This agreement shall commence when the Software is downloaded and is effective until terminated. This agreement and all rights granted to the Customer under this agreement will terminate automatically without notice from the Company if the Customer fails to comply with any term, condition, or provision of this agreement or if the funds paid for the license of the Software are refunded or are not received or if the Customer becomes insolvent, ceases trading, or is unable or unwilling to pay its debts as they fall due. Upon termination, the Customer must destroy the Software and all copies of it and any part of it including modified copies, if any.

2 Software License and Notice of Copyright Protection

2.1 In consideration of payment of the license fee and the Customer agreeing to abide by the terms of this agreement, the Company shall supply the Customer with a license key enabling use of the Software and grants the Customer the non-exclusive, non-transferable, non-sublicensable right (for the duration of this agreement) to download, install, and/or use the Software on a computer network at one location (server) for the internal business purposes of the Customer. Multiple installations of the Software or installation of the Software at a second location are not included in the license fee and will require the purchase of a separate license key for every installation. The Customer may not transfer, sub-license, reproduce, distribute, or otherwise deal with the Software or any license key except with the express written permission of the Company.

2.2 The number of different remote users that will be able to create an individual account will be limited according to the licensing option purchased. In order to add additional users, a separate license key will need to be purchased.

3 Support Services

3.1 The Customer must purchase the support services for the first year from the Company at the Company's then current list price as amended from time to time. Supply of the support services shall commence on payment of the license fees and support fees and shall continue for an initial term of one year from that date, subject to payment of all applicable charges. The support services shall continue after that initial term for subsequent twelve month terms unless either the Customer or the Company gives to the other not less than 15 days' written notice of termination prior to the expiry of the initial term or any anniversary of the initial term.

3.2 The Company agrees to provide the following support services:

3.2.1. To develop (as needed) and provide the Customer with maintenance releases of the Software including bug fixes, patches, and workarounds, excluding new versions and upgrades. The Company shall in its sole discretion determine whether a release is an upgrade, new version, or a maintenance release.

3.2.2. To provide technical assistance by email in the resolution of difficulties in the installation, deployment, and use of the Software.

3.2.3. Subject to a maximum number of 24 calls per calendar year, to provide technical assistance by telephone during the hours of 9:00 and 17:00 Central European Time (London time +1 hour), Monday through Friday, in the resolution of difficulties in the installation, deployment, and use of the Software.
:::::
## WHAT IS ASKED
(1) According to the license agreement, what is the maximum number of telephone support calls per calendar year?
(2) Please copy the part of the license agreement that begins at "This agreement shall" and stops after "copies, if any.".

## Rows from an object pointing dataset
:::::
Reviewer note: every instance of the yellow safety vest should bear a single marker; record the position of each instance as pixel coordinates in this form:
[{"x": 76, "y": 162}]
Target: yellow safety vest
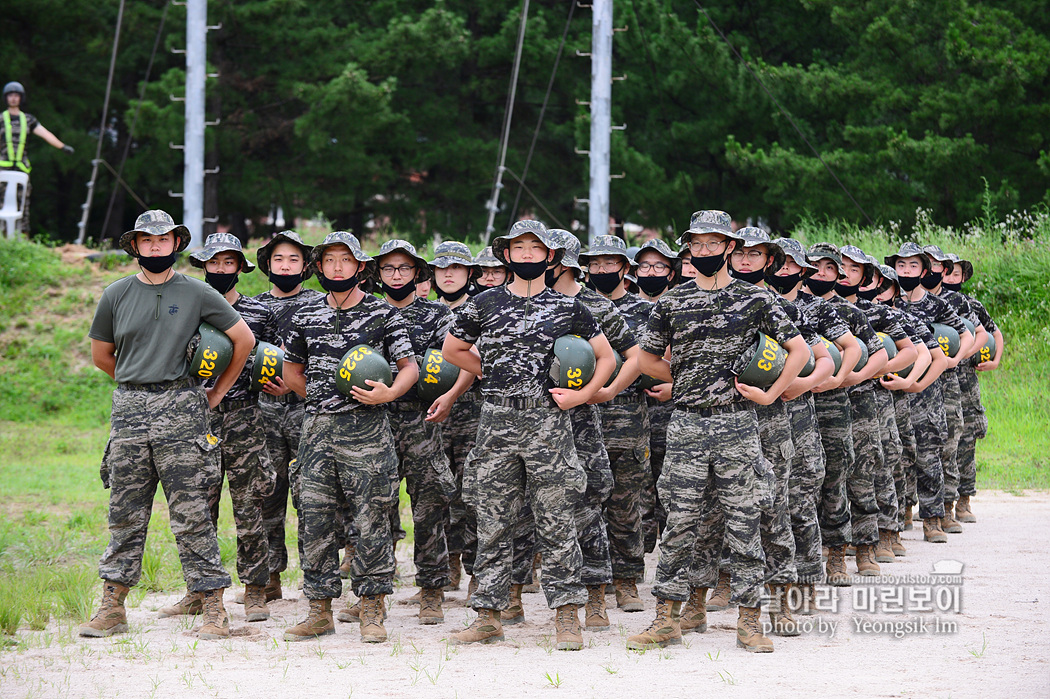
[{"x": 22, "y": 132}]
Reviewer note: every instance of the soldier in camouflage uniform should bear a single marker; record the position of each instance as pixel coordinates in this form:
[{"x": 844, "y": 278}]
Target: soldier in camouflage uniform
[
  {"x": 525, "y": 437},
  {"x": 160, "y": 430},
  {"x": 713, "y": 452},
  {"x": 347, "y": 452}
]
:::::
## SOLUTIONS BY TASK
(1) 24 calls per calendar year.

(2)
This agreement shall commence when the Software is downloaded and is effective until terminated. This agreement and all rights granted to the Customer under this agreement will terminate automatically without notice from the Company if the Customer fails to comply with any term, condition, or provision of this agreement or if the funds paid for the license of the Software are refunded or are not received or if the Customer becomes insolvent, ceases trading, or is unable or unwilling to pay its debts as they fall due. Upon termination, the Customer must destroy the Software and all copies of it and any part of it including modified copies, if any.